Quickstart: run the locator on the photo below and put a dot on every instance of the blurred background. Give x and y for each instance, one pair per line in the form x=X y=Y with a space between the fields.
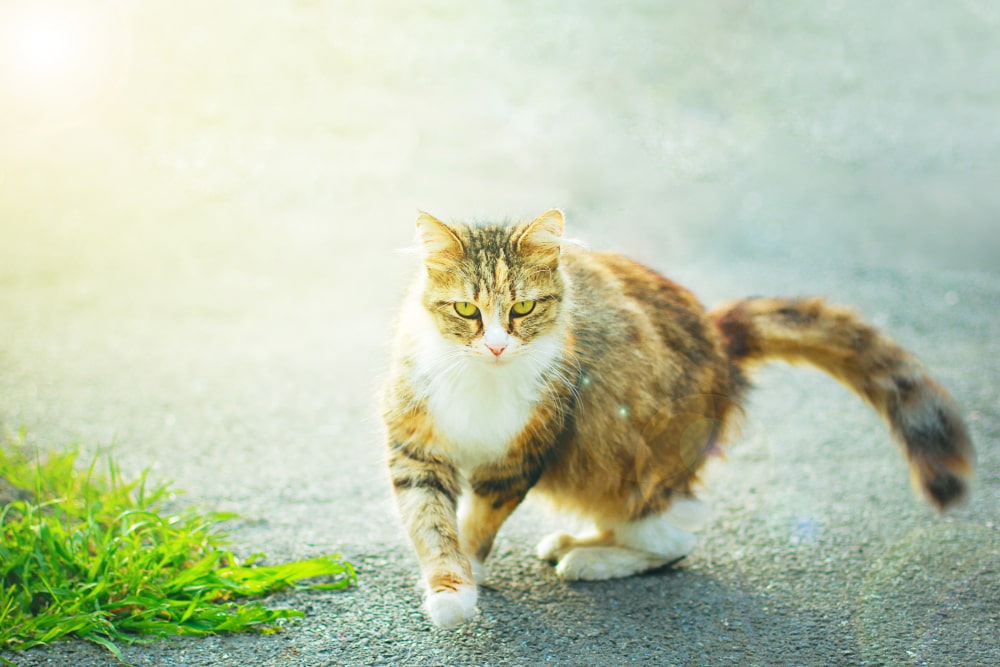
x=201 y=202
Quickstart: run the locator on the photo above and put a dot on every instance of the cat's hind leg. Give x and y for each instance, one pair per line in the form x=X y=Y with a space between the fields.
x=626 y=548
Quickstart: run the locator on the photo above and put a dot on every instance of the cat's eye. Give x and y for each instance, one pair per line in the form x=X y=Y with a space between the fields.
x=522 y=308
x=467 y=310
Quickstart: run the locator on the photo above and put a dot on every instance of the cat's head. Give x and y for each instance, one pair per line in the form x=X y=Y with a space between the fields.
x=493 y=289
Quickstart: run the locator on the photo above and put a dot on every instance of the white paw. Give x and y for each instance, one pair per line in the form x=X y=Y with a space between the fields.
x=599 y=563
x=553 y=547
x=449 y=609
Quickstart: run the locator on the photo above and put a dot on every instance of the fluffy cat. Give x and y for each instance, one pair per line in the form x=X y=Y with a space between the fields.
x=525 y=363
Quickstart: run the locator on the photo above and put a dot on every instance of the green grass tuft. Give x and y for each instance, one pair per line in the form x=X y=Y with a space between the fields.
x=92 y=556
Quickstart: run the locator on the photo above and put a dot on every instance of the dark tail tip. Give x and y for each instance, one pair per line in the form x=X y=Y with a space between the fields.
x=937 y=444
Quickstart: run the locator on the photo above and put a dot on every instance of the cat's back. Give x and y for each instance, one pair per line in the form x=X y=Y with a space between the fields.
x=624 y=309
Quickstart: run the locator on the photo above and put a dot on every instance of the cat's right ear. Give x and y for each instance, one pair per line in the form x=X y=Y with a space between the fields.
x=439 y=244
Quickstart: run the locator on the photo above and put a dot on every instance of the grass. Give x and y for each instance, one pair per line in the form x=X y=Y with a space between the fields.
x=87 y=554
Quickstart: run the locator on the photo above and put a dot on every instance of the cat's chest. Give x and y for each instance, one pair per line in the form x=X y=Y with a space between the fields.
x=477 y=413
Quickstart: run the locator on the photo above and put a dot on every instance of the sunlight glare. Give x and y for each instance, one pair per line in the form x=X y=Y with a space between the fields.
x=51 y=53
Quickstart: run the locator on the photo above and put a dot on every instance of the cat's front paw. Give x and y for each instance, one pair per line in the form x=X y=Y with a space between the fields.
x=553 y=547
x=449 y=609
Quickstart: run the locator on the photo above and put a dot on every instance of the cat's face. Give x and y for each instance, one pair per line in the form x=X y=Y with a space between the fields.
x=493 y=289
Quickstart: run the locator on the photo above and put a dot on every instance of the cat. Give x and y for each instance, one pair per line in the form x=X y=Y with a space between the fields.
x=523 y=362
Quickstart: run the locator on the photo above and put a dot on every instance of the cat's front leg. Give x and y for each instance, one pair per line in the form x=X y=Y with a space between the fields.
x=427 y=490
x=481 y=517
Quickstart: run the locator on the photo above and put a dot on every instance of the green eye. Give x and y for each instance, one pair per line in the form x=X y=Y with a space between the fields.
x=466 y=309
x=522 y=308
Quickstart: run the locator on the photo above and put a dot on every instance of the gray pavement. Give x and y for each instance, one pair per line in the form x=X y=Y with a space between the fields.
x=198 y=231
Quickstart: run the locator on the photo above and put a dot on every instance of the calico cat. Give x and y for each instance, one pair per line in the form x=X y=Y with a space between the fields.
x=526 y=363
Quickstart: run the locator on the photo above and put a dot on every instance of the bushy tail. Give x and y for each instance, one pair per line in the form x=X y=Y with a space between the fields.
x=921 y=414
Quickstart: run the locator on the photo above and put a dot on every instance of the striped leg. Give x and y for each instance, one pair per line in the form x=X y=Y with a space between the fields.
x=427 y=491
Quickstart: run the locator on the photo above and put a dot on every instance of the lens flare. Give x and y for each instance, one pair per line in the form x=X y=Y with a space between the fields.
x=52 y=54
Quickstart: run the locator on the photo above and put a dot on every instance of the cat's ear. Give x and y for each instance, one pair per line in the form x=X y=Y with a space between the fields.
x=439 y=244
x=541 y=240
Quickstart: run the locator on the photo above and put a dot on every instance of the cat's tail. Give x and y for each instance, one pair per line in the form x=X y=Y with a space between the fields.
x=922 y=415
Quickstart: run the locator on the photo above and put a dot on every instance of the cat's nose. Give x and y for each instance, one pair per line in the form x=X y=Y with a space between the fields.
x=497 y=348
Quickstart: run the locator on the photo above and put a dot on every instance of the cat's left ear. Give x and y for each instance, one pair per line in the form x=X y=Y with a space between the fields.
x=541 y=241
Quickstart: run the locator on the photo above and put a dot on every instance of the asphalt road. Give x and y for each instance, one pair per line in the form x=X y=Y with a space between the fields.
x=199 y=225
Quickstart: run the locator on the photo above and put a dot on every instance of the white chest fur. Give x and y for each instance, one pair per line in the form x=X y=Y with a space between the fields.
x=478 y=406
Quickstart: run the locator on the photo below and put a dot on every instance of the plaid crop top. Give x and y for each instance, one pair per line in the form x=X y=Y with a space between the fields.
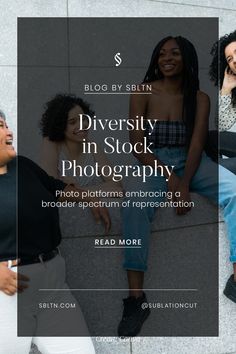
x=167 y=133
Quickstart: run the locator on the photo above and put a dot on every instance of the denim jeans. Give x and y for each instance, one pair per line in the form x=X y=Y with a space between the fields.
x=210 y=180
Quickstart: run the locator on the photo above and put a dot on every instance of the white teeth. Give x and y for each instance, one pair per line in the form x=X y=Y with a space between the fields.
x=168 y=66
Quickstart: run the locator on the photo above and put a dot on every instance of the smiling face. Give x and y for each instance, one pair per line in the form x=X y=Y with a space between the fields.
x=7 y=152
x=170 y=60
x=230 y=56
x=73 y=132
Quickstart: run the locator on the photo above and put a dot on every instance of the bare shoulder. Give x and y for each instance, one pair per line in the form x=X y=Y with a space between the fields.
x=202 y=97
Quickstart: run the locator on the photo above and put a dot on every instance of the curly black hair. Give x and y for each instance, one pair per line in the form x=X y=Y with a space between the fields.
x=54 y=119
x=190 y=77
x=219 y=62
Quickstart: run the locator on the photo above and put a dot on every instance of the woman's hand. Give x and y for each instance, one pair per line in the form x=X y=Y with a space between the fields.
x=8 y=279
x=229 y=82
x=176 y=184
x=173 y=184
x=183 y=190
x=101 y=214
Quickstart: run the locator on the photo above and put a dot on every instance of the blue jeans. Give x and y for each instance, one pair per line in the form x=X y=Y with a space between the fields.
x=137 y=222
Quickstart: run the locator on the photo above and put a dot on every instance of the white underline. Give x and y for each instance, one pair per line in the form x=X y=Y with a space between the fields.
x=117 y=289
x=117 y=93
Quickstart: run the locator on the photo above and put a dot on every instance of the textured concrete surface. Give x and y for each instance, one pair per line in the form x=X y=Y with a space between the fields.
x=9 y=11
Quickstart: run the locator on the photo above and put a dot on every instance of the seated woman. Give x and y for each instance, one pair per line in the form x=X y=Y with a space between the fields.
x=178 y=139
x=64 y=139
x=223 y=73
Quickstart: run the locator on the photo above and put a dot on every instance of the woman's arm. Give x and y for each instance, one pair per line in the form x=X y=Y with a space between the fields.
x=10 y=282
x=198 y=138
x=49 y=157
x=108 y=184
x=227 y=113
x=138 y=106
x=195 y=150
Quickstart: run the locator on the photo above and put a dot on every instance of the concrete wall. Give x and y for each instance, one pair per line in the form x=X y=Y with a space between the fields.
x=225 y=10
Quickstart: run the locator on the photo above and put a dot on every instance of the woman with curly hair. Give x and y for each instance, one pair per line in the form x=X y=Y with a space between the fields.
x=30 y=259
x=223 y=73
x=179 y=138
x=64 y=139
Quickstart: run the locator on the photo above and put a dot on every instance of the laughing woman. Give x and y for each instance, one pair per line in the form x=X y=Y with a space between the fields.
x=179 y=138
x=223 y=73
x=37 y=256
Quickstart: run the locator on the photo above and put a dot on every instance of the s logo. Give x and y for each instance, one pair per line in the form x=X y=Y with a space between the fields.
x=117 y=59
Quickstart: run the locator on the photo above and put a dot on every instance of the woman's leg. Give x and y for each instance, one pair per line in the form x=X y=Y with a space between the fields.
x=66 y=324
x=229 y=163
x=136 y=226
x=9 y=342
x=219 y=184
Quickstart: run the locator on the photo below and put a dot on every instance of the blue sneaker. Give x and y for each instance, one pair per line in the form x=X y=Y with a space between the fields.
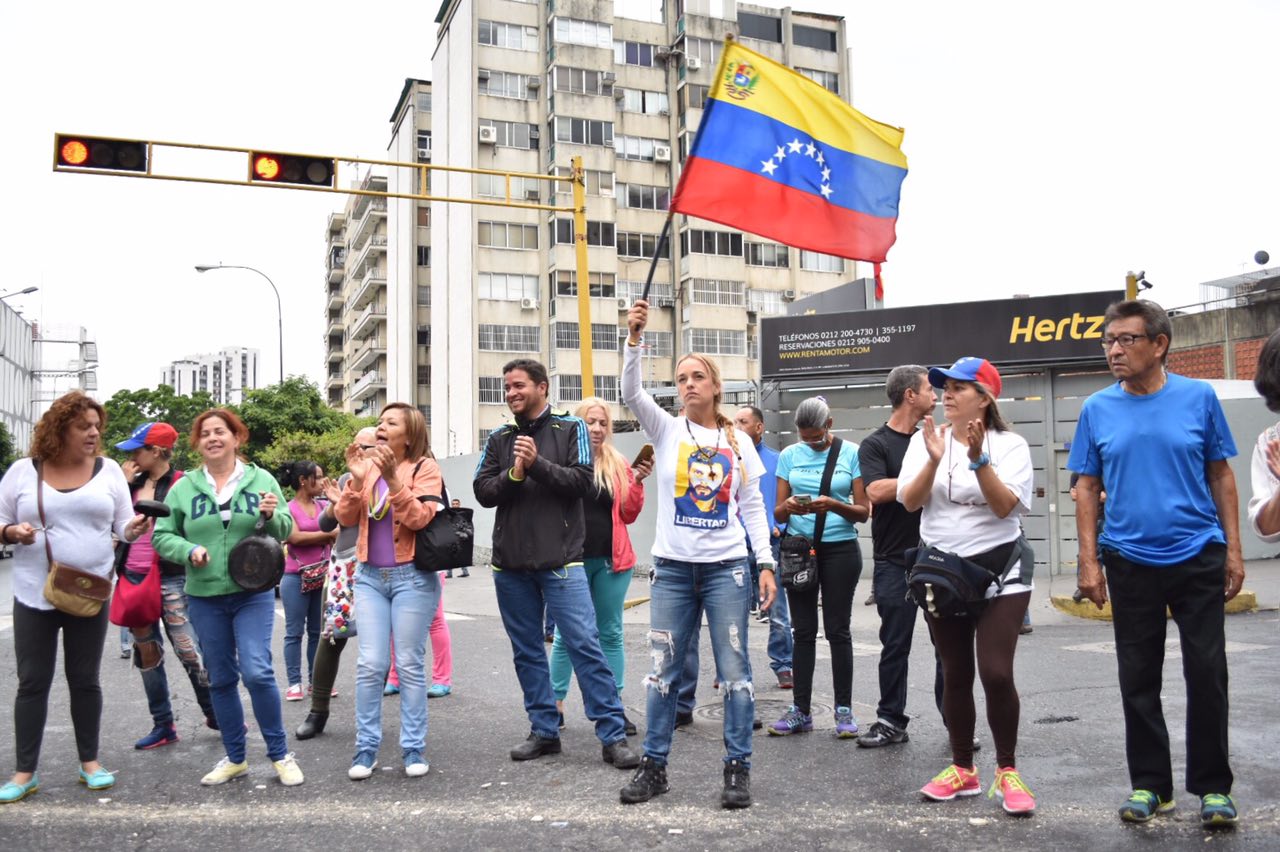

§ **Exercise details**:
Transcribe the rows verbatim, beginning with the line containing "of the asphalt" and ending with the line containing "x=199 y=225", both lines included.

§ **Full output**:
Quickstart: run the locator on the photo above and put a dot on every instance of the asphalt road. Give x and y for each instance, one pair per line in the form x=X y=Y with a space between the fields.
x=199 y=225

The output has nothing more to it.